> **Requirement**:
Copy out every one of the records below word for word, leaving out the pictures.

> **Data supplied**:
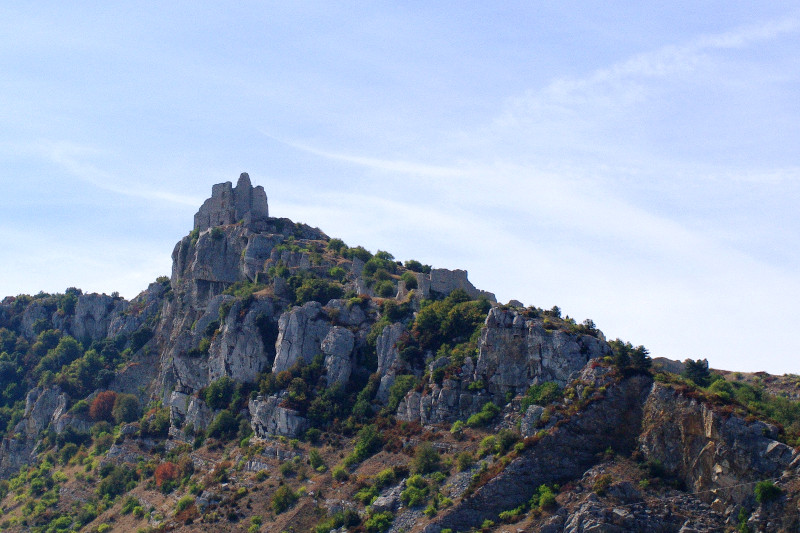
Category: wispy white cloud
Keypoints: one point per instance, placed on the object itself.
(374, 163)
(72, 157)
(660, 63)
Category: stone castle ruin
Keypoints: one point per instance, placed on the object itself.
(229, 205)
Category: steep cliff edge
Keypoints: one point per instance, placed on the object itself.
(283, 379)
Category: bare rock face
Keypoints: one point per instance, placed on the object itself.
(388, 358)
(42, 406)
(300, 334)
(443, 281)
(185, 410)
(239, 351)
(516, 351)
(338, 349)
(708, 450)
(269, 418)
(135, 313)
(93, 315)
(229, 205)
(445, 403)
(612, 421)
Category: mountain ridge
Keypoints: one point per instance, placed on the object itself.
(288, 349)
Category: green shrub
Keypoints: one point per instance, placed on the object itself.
(317, 290)
(766, 491)
(410, 280)
(126, 408)
(368, 443)
(336, 245)
(464, 461)
(337, 273)
(426, 459)
(315, 459)
(543, 498)
(486, 415)
(602, 483)
(697, 371)
(457, 429)
(379, 522)
(184, 503)
(340, 473)
(224, 426)
(541, 394)
(385, 289)
(416, 491)
(283, 498)
(401, 386)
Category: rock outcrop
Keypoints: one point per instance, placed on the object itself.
(300, 335)
(269, 418)
(708, 450)
(441, 281)
(238, 351)
(229, 205)
(516, 351)
(613, 421)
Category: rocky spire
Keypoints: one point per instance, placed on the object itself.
(229, 205)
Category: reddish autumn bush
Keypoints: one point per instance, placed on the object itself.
(102, 406)
(166, 473)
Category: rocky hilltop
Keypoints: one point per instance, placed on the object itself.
(280, 380)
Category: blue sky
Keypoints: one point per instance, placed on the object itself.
(635, 164)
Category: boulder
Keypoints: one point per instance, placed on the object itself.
(516, 351)
(338, 349)
(229, 205)
(269, 418)
(239, 351)
(301, 331)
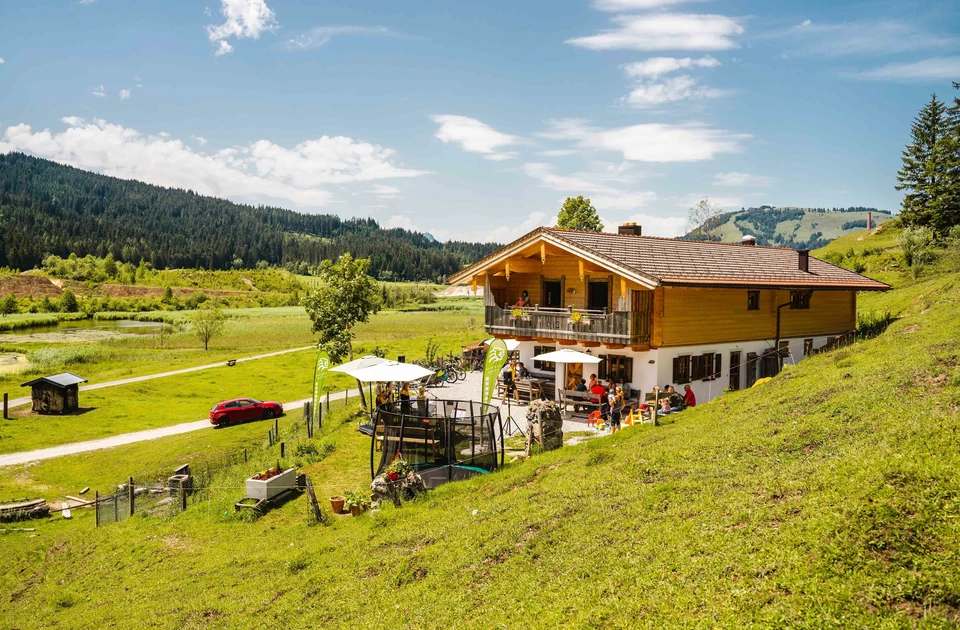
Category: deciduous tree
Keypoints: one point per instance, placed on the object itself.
(578, 213)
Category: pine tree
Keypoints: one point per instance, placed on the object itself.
(923, 175)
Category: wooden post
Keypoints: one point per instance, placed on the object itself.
(130, 493)
(317, 514)
(182, 496)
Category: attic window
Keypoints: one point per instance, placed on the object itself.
(800, 299)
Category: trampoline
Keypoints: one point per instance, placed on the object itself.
(443, 440)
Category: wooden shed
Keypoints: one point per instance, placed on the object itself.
(56, 394)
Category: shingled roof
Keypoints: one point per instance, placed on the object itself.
(669, 261)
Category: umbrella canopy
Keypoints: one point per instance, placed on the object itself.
(390, 371)
(512, 344)
(568, 356)
(359, 364)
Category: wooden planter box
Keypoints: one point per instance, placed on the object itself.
(266, 490)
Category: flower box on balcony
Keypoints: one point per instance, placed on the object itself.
(272, 486)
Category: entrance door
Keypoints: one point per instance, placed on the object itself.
(552, 297)
(735, 370)
(574, 374)
(599, 295)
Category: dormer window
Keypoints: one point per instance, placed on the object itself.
(800, 299)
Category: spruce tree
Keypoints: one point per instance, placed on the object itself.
(923, 171)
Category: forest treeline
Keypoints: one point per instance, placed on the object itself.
(51, 209)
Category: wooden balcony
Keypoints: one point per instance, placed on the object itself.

> **Response below**:
Category: wispy white cloud
Keypoints: one point per instance, placed on the object itself.
(374, 163)
(72, 157)
(660, 63)
Category: stone castle ruin
Keypoints: one point per instance, placed on the object itself.
(229, 205)
Category: steep cliff edge
Keypoints: one point per instance, placed on the object itself.
(283, 379)
Category: bare rock face
Keypoints: one point per instance, placed on the object itself.
(388, 358)
(42, 406)
(300, 334)
(443, 281)
(185, 410)
(239, 351)
(516, 351)
(338, 349)
(708, 450)
(269, 418)
(135, 313)
(93, 315)
(229, 205)
(445, 403)
(612, 421)
Category: mountain ridge
Keypoints: one point per instance, placed on the object itself.
(288, 349)
Category: green shrub
Keypoints: one point per instance, placed on the object itself.
(317, 290)
(766, 491)
(410, 280)
(126, 408)
(368, 443)
(336, 245)
(464, 461)
(337, 273)
(426, 459)
(315, 459)
(543, 498)
(486, 415)
(602, 483)
(697, 371)
(457, 429)
(379, 522)
(184, 503)
(340, 473)
(224, 426)
(541, 394)
(385, 289)
(416, 491)
(283, 498)
(401, 386)
Category: rock outcrop
Keypoints: one point per instance, placed on the object itself.
(300, 335)
(269, 418)
(708, 450)
(441, 281)
(238, 351)
(229, 205)
(516, 351)
(613, 421)
Category: rocky spire
Keypoints: one point per instance, placed on the object itself.
(229, 205)
Category: reddish autumn bush
Keypoints: one point per instance, placed on the object itself.
(102, 406)
(166, 473)
Category: rocky hilltop
Keypoints: one point per instance, placed on the object itself.
(280, 380)
Category: blue sky
Keypoints: one point per instance, placed on the object itself.
(635, 164)
Category: boulder
Keypoints: one point per instance, placed on the object itself.
(516, 351)
(338, 349)
(229, 205)
(269, 418)
(239, 351)
(301, 331)
Category: deciduous tree
Keypoints: one point per instance, placed on the object itself.
(578, 213)
Category: pine tree
Keypoints: one point per instance, placed on the object itself.
(923, 175)
Category: wooden post
Keypoints: one point per instance, placed on the object itself.
(130, 493)
(317, 514)
(182, 496)
Category: attic window
Keypoints: one point per instance, placed on the object itself.
(800, 299)
Category: trampoline
Keypoints: one point per instance, placed on the object itself.
(443, 440)
Category: wooden shed
Keypoints: one point per instance, placed on the object itself.
(56, 394)
Category: shingled roof
Keypoints: one point per instance, placed on the object itself.
(669, 261)
Category: umbrella canopy
Keypoints: one point per instance, placed on the object itself.
(390, 371)
(512, 344)
(568, 356)
(359, 364)
Category: wooden planter box
Keypoints: one point per instance, placed on the object itself.
(266, 490)
Category: flower box on balcony
Keypoints: one point per instance, placed on the object itself.
(272, 486)
Category: entrance door
Keypoints: one point per instance, placed on the object itself.
(552, 297)
(735, 370)
(574, 374)
(599, 295)
Category: dormer window
Keypoints: one point per instance, placed on the object itself.
(800, 299)
Category: spruce tree
Keypoints: one point per instance, placed on the object itself.
(923, 171)
Category: forest treeline
Keypoints: one point per instance, placed on the object itself.
(51, 209)
Category: wooden balcony
Keypoints: one point per instance, placed on the object itself.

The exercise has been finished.